**Written task**
Extract each line of the listing below that contains the string "lamp". Only lines that match its letter case count.

**Input records**
++++++++
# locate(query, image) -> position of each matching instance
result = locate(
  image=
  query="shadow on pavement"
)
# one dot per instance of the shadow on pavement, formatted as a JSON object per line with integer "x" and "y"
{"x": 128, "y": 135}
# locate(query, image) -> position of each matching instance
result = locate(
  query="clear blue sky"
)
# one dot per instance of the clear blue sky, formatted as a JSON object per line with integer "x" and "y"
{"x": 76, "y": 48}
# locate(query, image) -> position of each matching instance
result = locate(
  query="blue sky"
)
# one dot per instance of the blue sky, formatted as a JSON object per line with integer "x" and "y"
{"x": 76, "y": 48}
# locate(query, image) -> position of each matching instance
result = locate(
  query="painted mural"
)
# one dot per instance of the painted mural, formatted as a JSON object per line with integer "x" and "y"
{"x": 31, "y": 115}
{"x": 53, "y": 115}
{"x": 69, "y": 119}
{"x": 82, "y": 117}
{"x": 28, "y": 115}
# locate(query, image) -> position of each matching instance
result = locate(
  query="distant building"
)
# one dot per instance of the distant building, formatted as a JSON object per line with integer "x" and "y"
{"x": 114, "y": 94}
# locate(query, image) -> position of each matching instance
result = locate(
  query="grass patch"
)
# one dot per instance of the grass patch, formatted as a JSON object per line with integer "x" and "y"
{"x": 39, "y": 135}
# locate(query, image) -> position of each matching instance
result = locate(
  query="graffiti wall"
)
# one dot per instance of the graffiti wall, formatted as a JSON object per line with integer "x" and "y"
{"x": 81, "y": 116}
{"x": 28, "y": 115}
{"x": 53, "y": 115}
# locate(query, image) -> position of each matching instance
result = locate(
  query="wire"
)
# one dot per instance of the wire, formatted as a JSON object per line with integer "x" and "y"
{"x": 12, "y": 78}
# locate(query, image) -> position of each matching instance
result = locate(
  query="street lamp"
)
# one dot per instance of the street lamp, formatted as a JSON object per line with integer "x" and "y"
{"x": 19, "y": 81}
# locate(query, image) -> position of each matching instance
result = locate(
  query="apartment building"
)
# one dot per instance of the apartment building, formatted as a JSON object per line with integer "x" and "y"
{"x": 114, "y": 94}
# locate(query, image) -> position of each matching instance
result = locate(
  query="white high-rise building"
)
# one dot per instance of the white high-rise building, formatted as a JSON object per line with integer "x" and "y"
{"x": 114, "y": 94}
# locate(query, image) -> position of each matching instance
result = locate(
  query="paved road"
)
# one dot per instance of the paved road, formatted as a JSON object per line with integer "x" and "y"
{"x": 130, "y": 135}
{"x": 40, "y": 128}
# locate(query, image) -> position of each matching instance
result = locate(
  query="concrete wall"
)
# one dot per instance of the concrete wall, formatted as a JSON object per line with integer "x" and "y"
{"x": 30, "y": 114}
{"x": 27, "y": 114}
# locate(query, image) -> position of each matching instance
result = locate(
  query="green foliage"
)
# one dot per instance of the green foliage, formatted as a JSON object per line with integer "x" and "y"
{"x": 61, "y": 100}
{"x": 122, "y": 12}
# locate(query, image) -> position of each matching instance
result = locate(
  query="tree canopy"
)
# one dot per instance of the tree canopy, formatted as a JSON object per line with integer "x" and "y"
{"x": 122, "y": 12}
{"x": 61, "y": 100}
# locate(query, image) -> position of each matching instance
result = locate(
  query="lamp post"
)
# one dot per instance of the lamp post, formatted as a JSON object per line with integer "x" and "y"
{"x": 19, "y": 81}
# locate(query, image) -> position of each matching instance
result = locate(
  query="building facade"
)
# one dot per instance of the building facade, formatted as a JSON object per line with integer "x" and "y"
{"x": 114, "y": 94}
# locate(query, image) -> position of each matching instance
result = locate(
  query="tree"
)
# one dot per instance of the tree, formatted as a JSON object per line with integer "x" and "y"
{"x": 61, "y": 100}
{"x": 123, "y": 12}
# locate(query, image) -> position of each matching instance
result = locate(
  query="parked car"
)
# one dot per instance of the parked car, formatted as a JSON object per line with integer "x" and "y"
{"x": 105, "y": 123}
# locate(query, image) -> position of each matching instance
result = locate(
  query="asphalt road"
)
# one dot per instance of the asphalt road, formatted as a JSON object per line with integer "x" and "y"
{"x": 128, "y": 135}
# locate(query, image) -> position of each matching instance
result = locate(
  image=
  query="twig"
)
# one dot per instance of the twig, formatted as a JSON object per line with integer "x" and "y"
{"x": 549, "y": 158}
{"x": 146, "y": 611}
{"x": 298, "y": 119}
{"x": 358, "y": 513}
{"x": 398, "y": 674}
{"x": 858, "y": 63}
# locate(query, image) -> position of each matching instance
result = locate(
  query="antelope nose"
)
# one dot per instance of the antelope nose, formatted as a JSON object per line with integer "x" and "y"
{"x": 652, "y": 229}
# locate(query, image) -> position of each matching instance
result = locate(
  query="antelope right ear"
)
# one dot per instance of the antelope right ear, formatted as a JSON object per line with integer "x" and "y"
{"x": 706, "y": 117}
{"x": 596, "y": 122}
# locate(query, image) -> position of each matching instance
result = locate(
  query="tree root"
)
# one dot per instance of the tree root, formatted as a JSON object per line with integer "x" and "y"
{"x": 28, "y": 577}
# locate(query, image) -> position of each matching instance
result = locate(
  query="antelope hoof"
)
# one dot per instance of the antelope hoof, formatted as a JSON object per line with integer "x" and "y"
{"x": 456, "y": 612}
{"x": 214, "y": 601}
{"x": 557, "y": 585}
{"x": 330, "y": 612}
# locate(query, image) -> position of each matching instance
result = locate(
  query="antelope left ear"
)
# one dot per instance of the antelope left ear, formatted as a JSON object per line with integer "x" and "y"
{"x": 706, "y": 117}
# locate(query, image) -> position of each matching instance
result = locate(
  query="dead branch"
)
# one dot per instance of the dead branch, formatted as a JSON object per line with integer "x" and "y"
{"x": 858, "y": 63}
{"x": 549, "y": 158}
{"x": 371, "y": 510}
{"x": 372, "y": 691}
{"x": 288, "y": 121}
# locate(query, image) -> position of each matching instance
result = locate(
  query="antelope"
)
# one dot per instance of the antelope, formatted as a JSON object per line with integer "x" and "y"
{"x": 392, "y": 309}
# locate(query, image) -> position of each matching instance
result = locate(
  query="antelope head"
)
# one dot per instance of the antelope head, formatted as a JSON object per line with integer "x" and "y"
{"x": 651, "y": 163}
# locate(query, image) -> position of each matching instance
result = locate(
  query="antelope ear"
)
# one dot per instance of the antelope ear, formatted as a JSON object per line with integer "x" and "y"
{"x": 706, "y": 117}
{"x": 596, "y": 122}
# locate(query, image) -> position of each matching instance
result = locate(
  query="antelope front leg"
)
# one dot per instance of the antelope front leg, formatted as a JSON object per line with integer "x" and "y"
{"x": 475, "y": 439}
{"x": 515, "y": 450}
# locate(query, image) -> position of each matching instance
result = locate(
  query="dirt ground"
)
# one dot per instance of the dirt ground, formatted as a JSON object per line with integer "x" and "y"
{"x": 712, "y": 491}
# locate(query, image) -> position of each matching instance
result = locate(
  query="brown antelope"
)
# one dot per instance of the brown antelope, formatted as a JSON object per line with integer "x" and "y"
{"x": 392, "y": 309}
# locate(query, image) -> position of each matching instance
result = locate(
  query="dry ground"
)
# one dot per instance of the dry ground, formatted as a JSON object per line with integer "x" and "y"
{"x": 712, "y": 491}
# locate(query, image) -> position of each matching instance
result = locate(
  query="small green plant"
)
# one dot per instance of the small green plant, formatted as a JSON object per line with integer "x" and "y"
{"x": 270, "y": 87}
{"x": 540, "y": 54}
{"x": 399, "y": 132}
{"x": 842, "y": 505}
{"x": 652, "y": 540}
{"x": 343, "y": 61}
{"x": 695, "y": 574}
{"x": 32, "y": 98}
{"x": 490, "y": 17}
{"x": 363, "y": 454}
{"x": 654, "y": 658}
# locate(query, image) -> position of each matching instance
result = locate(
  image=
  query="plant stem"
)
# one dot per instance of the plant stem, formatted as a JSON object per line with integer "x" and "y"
++++++++
**Output of the exercise**
  query="street lamp"
# one dot per instance of the street lamp, formatted as a JSON object per line with integer "x" and "y"
  query="lamp post"
# one dot per instance of the lamp post, formatted as a JSON object per line with integer "x" and "y"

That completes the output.